Exercise prompt: Copy every row below word for word, without changing anything.

━━━ Data shown ━━━

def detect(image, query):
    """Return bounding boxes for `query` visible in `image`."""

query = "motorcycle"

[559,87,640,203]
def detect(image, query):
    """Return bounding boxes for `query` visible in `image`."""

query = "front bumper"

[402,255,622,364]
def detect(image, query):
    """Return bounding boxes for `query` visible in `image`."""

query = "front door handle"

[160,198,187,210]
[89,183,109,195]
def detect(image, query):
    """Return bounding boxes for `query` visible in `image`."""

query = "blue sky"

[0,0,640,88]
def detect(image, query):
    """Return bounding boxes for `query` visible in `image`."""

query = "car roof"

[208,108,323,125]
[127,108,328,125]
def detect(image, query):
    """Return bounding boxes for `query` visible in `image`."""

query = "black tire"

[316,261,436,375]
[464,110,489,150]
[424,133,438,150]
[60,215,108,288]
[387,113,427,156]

━━━

Correct response:
def detect(image, query):
    """Return bounding boxes for `query` visible in `image`."""

query = "motorcycle"

[559,87,640,203]
def detect(image, query):
    """Return bounding boxes for `query` visible in `image`."""

query = "front bumper"

[402,255,622,364]
def detect(image, query):
    """Return bounding boxes for `query` visible in `image`."""

query = "front door handle"

[160,198,187,210]
[89,183,109,195]
def detect(image, query):
    """Return bounding boxes for `query` visible in `image`."""

query = "blue sky"

[0,0,640,88]
def detect(image, query):
    """Return bounding boxes for `query` visible in `image`."""

query = "car roof"

[208,108,323,125]
[127,108,328,125]
def detect(image, query):
    """Return bounding boxes for `query` visible in `image`."""

query = "black tire"

[316,261,436,375]
[464,110,489,150]
[424,133,438,150]
[60,215,108,288]
[387,113,427,156]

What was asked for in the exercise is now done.